▶ [Description of the task]:
Each line of the data that includes "after" must be copied.

▶ [Given data]:
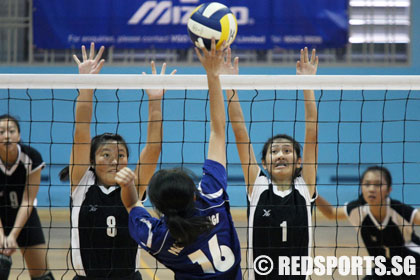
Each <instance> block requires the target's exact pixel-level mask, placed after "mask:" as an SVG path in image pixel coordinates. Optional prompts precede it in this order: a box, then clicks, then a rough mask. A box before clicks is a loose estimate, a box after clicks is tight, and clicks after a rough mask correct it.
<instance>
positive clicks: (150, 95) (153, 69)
mask: <svg viewBox="0 0 420 280" xmlns="http://www.w3.org/2000/svg"><path fill="white" fill-rule="evenodd" d="M150 66H151V68H152V74H154V75H156V65H155V62H154V61H153V60H152V61H151V62H150ZM165 71H166V63H163V64H162V69H161V70H160V75H165ZM175 73H176V70H173V71H172V72H171V74H170V75H174V74H175ZM142 74H143V75H147V74H146V72H143V73H142ZM165 91H166V90H163V89H146V93H147V96H149V100H153V99H160V98H162V96H163V95H164V94H165Z"/></svg>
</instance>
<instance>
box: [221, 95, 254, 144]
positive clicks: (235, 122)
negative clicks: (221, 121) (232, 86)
mask: <svg viewBox="0 0 420 280" xmlns="http://www.w3.org/2000/svg"><path fill="white" fill-rule="evenodd" d="M226 93H227V98H228V113H229V120H230V123H231V125H232V129H233V132H234V133H235V137H236V140H237V141H238V140H239V141H240V142H244V140H245V141H246V140H247V139H248V138H249V137H248V131H247V129H246V126H245V118H244V115H243V112H242V108H241V104H240V102H239V97H238V92H237V91H233V90H227V91H226ZM244 137H245V138H244Z"/></svg>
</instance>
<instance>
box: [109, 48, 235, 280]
mask: <svg viewBox="0 0 420 280" xmlns="http://www.w3.org/2000/svg"><path fill="white" fill-rule="evenodd" d="M215 45H216V44H215V41H214V40H212V48H211V50H210V51H207V50H206V49H205V48H202V49H201V50H202V54H201V53H200V52H199V50H198V49H196V53H197V56H198V58H199V59H200V61H201V63H202V64H203V66H204V68H205V69H206V71H207V80H208V86H209V97H210V140H209V149H208V155H207V160H206V161H205V163H204V166H203V177H202V179H201V182H200V183H199V185H198V188H197V187H196V186H195V184H194V182H193V180H192V179H191V178H190V177H189V176H188V175H187V174H186V173H185V172H184V171H182V170H176V169H175V170H160V171H158V172H157V173H156V174H155V175H154V176H153V178H152V179H151V181H150V184H149V188H148V195H149V198H150V201H151V203H152V204H153V206H154V207H155V209H156V210H157V211H158V212H159V213H160V214H161V217H160V218H159V219H157V218H153V217H152V216H151V215H150V214H149V213H148V212H147V210H146V209H145V208H144V207H143V205H142V204H141V202H140V201H139V200H138V196H137V194H136V190H135V187H134V186H135V185H134V173H133V172H132V171H131V170H130V169H128V168H125V169H123V170H122V171H120V172H119V173H118V174H117V182H118V183H119V184H120V186H122V192H121V197H122V200H123V202H124V205H125V206H126V208H127V210H128V211H129V213H130V220H129V228H130V234H131V236H132V237H133V238H134V239H135V240H136V241H137V243H138V244H140V246H141V247H142V248H144V249H145V250H146V251H148V252H149V253H150V254H151V255H152V256H154V257H155V258H156V259H157V260H158V261H159V262H161V263H162V264H164V265H165V266H166V267H168V268H170V269H171V270H172V271H173V272H174V273H175V279H182V280H186V279H194V280H197V279H221V280H234V279H237V280H239V279H242V277H241V268H240V261H241V257H240V244H239V240H238V236H237V233H236V230H235V227H234V224H233V221H232V216H231V213H230V209H229V201H228V199H229V198H228V195H227V193H226V187H227V175H226V169H225V166H226V147H225V145H226V143H225V137H226V136H225V125H226V124H225V118H226V117H225V108H224V102H223V94H222V90H221V84H220V79H219V74H220V71H221V67H222V64H223V60H224V52H223V50H219V51H216V50H215ZM222 49H223V48H222Z"/></svg>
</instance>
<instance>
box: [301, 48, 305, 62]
mask: <svg viewBox="0 0 420 280" xmlns="http://www.w3.org/2000/svg"><path fill="white" fill-rule="evenodd" d="M300 61H302V62H304V61H305V59H304V54H303V49H300Z"/></svg>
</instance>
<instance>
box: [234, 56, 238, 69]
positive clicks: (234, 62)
mask: <svg viewBox="0 0 420 280" xmlns="http://www.w3.org/2000/svg"><path fill="white" fill-rule="evenodd" d="M233 68H235V69H236V70H238V72H239V57H235V59H234V60H233Z"/></svg>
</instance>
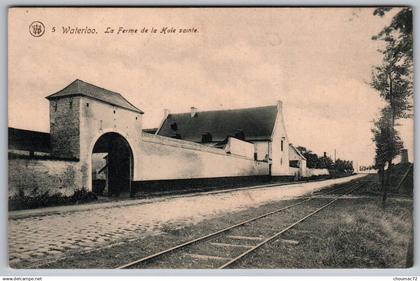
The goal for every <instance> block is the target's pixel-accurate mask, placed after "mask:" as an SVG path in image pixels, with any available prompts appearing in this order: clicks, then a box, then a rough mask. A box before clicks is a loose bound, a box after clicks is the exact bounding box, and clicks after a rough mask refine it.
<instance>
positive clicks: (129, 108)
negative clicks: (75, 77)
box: [47, 79, 143, 114]
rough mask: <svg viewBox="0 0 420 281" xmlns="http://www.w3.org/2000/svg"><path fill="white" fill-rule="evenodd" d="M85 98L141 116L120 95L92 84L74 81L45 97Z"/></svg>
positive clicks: (75, 80)
mask: <svg viewBox="0 0 420 281" xmlns="http://www.w3.org/2000/svg"><path fill="white" fill-rule="evenodd" d="M79 95H81V96H86V97H90V98H93V99H96V100H100V101H103V102H106V103H109V104H111V105H115V106H119V107H122V108H125V109H128V110H131V111H135V112H138V113H141V114H143V111H141V110H140V109H138V108H137V107H135V106H134V105H132V104H131V103H130V102H129V101H127V100H126V99H125V98H124V97H123V96H122V95H121V94H119V93H116V92H113V91H110V90H107V89H104V88H100V87H98V86H95V85H93V84H90V83H87V82H84V81H82V80H79V79H76V80H75V81H73V82H72V83H70V85H68V86H67V87H65V88H64V89H62V90H61V91H58V92H57V93H55V94H52V95H50V96H48V97H47V99H56V98H60V97H67V96H79Z"/></svg>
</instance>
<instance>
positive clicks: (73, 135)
mask: <svg viewBox="0 0 420 281" xmlns="http://www.w3.org/2000/svg"><path fill="white" fill-rule="evenodd" d="M79 114H80V97H64V98H61V99H57V100H52V101H51V102H50V134H51V148H52V151H51V155H53V156H57V157H64V158H75V159H78V158H79V157H80V116H79Z"/></svg>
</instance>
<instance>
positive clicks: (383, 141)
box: [372, 107, 403, 206]
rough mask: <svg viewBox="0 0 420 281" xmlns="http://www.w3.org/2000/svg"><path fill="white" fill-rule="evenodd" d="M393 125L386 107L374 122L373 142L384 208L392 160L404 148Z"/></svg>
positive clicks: (390, 116) (387, 191) (396, 155)
mask: <svg viewBox="0 0 420 281" xmlns="http://www.w3.org/2000/svg"><path fill="white" fill-rule="evenodd" d="M391 124H392V113H391V110H390V108H387V107H386V108H384V109H383V110H382V116H381V117H380V118H379V119H378V120H377V121H375V122H374V128H373V129H372V133H373V138H372V140H373V141H374V142H375V145H376V155H375V168H376V169H378V171H379V178H380V184H381V189H382V191H383V196H382V205H383V206H385V202H386V199H387V195H388V184H389V179H390V178H389V177H390V174H391V173H390V172H391V168H392V167H391V165H392V159H394V157H395V156H397V155H398V153H399V151H400V150H401V148H402V147H403V143H402V141H401V139H400V137H399V136H398V132H397V131H395V130H393V127H392V126H391ZM387 164H388V169H387V173H386V180H385V166H386V165H387Z"/></svg>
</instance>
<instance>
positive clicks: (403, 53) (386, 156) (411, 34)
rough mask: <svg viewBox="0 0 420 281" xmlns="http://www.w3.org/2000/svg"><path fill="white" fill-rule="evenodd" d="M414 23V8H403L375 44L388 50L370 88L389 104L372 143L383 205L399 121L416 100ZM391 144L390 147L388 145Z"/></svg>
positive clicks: (388, 184) (373, 74)
mask: <svg viewBox="0 0 420 281" xmlns="http://www.w3.org/2000/svg"><path fill="white" fill-rule="evenodd" d="M390 10H391V8H378V9H375V11H374V15H378V16H381V17H382V16H384V15H385V14H386V13H387V12H389V11H390ZM412 31H413V23H412V10H411V8H403V9H401V10H400V11H398V12H397V13H396V14H395V15H394V16H393V18H392V20H391V23H390V25H389V26H386V27H385V28H384V29H383V30H382V31H381V32H379V33H378V35H376V36H373V37H372V39H373V40H381V41H384V42H385V48H384V49H382V50H379V51H380V52H381V54H382V55H383V60H382V63H381V65H378V66H376V67H374V69H373V72H372V80H371V86H372V87H373V88H374V89H376V90H377V91H378V92H379V95H380V97H381V98H382V99H383V100H384V101H385V102H386V103H387V105H386V107H385V108H384V109H383V110H382V116H381V117H380V118H379V120H377V121H376V122H375V125H374V129H373V130H372V131H373V133H374V138H373V140H374V141H375V143H376V159H375V160H376V161H375V162H376V164H377V167H378V168H379V170H380V171H382V173H383V172H384V171H383V170H384V168H385V166H388V168H387V171H386V174H387V175H386V178H385V183H384V181H383V179H384V177H383V176H382V177H381V179H382V180H381V185H382V188H383V190H384V197H383V203H384V204H385V200H386V192H387V188H388V185H389V183H390V181H389V179H390V175H391V171H392V160H393V159H394V158H395V156H396V155H398V152H399V149H400V148H401V147H400V145H401V144H402V143H401V142H400V141H399V137H398V132H397V131H396V128H395V127H396V120H398V119H400V118H409V117H411V116H412V114H411V112H412V96H413V35H412ZM385 142H388V143H385Z"/></svg>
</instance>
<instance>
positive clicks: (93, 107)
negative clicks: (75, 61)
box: [47, 80, 143, 190]
mask: <svg viewBox="0 0 420 281" xmlns="http://www.w3.org/2000/svg"><path fill="white" fill-rule="evenodd" d="M47 99H48V100H49V102H50V107H49V109H50V134H51V149H52V151H51V155H52V156H54V157H58V158H67V159H70V158H71V159H76V160H78V161H79V165H80V167H79V168H80V170H81V172H82V179H83V180H82V181H83V186H84V187H85V188H87V189H88V190H91V189H92V163H91V162H92V153H93V150H94V147H95V144H97V142H98V140H99V139H100V138H101V137H103V136H105V135H107V134H110V133H112V134H113V136H116V135H119V136H120V137H122V138H123V139H124V140H125V141H126V142H127V143H128V145H129V146H130V149H131V152H132V158H133V159H132V164H131V165H132V167H131V168H132V174H131V178H132V180H136V179H138V178H139V150H140V141H141V132H142V115H143V112H142V111H141V110H140V109H138V108H136V107H135V106H134V105H132V104H131V103H130V102H128V101H127V100H126V99H125V98H124V97H123V96H122V95H121V94H119V93H116V92H113V91H109V90H106V89H103V88H100V87H97V86H95V85H92V84H89V83H86V82H84V81H81V80H75V81H74V82H72V83H71V84H70V85H68V86H67V87H65V88H64V89H62V90H61V91H59V92H57V93H54V94H52V95H50V96H48V97H47ZM108 139H110V138H108ZM106 142H107V138H105V137H104V138H102V139H101V143H100V146H101V147H99V148H98V149H99V150H101V151H102V150H103V149H105V148H104V147H105V146H106V144H107V143H106Z"/></svg>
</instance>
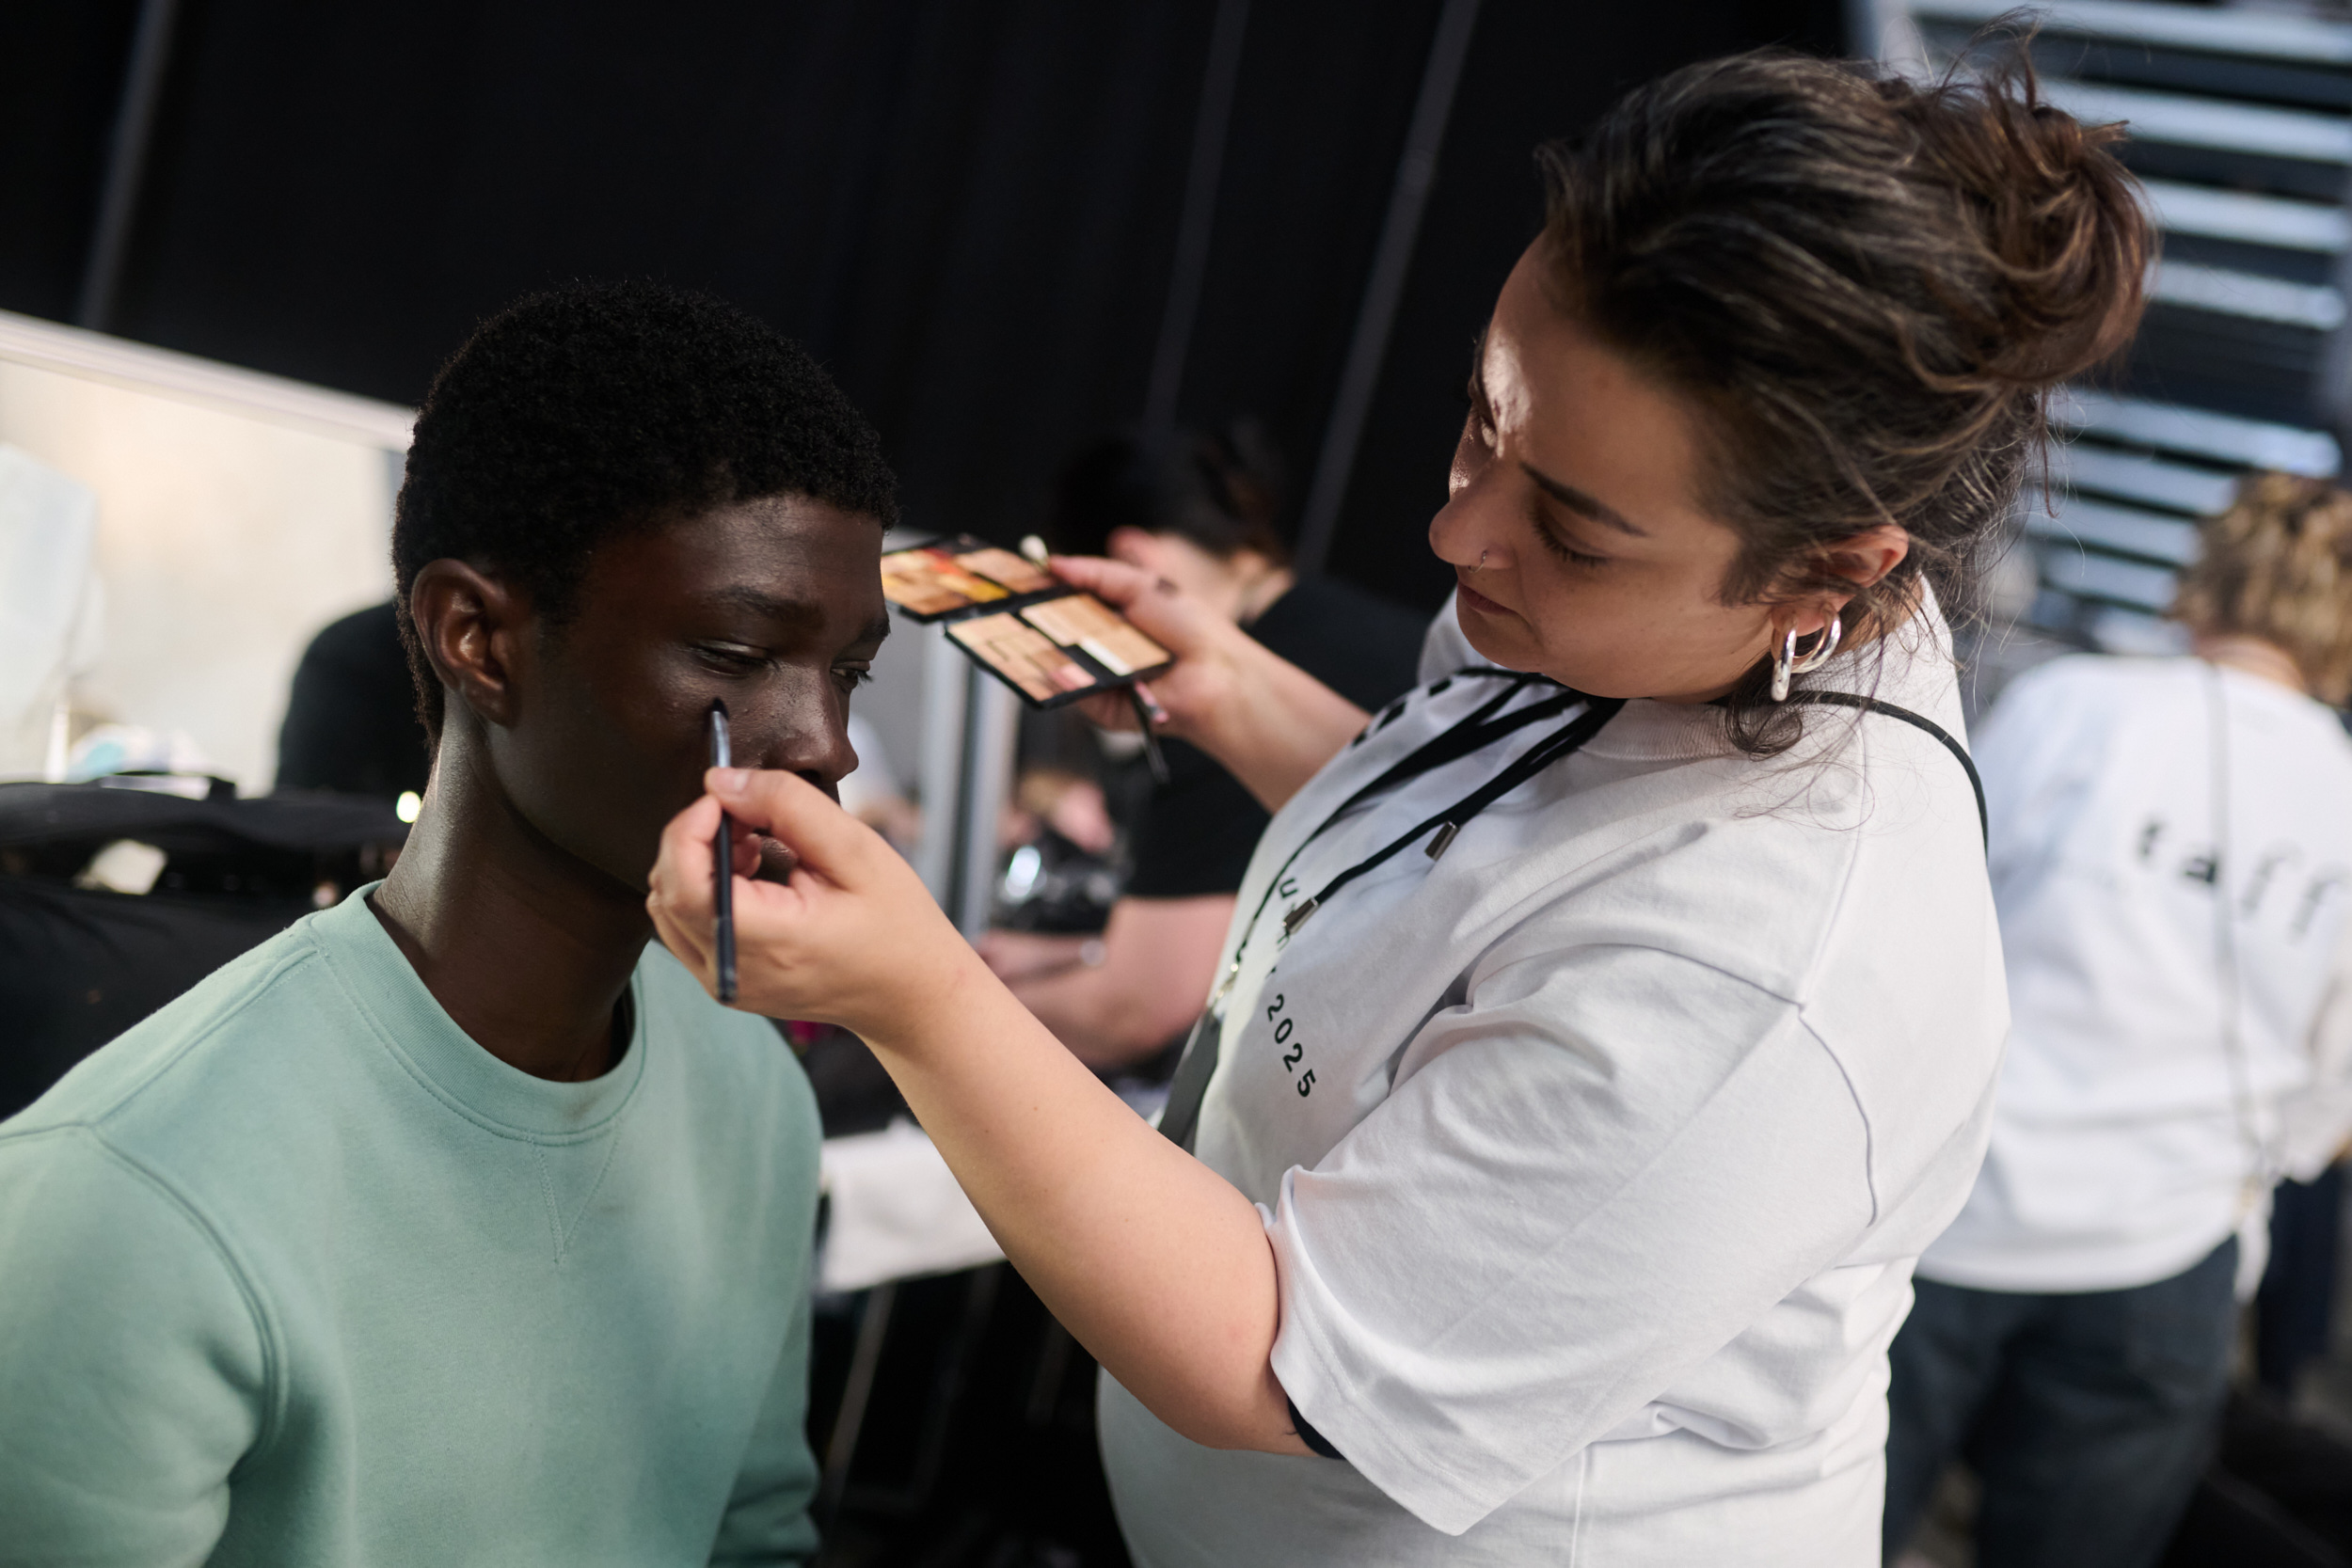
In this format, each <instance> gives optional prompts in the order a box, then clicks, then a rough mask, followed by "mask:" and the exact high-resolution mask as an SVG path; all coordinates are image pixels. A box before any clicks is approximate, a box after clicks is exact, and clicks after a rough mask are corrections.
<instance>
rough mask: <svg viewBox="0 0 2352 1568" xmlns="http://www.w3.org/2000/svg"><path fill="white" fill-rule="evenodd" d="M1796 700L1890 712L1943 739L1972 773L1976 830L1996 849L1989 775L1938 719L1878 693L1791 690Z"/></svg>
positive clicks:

▶ [Expected answer]:
Each <instance> block requires the target's exact pixel-level mask, placed after "mask:" as an SVG path in image pixel coordinates. Optional prompts precede it in this order: a box, then clicks, then a rough mask. A box before clicks is a loose estimate, a box after clicks is tight, and clicks after a rough mask correct it.
The goal for every <instance> block is the target's pixel-accurate mask, placed after "mask:" as an SVG path in image pixels, with any available prompts appearing in this order: clicks, then a box, then a rough mask. A box before clicks is a loose bound, a box after clicks is the exact bounding box, and clicks after a rough mask refine it.
In this format, each <instance> gives optional prompts in the order a box, then clicks, then a rough mask, followed by "mask:" and the exact high-resolution mask as an SVG path; all coordinates are image pixels. A box before any clicks is approximate, a box after clicks is exact, and clicks after a rough mask are corrections.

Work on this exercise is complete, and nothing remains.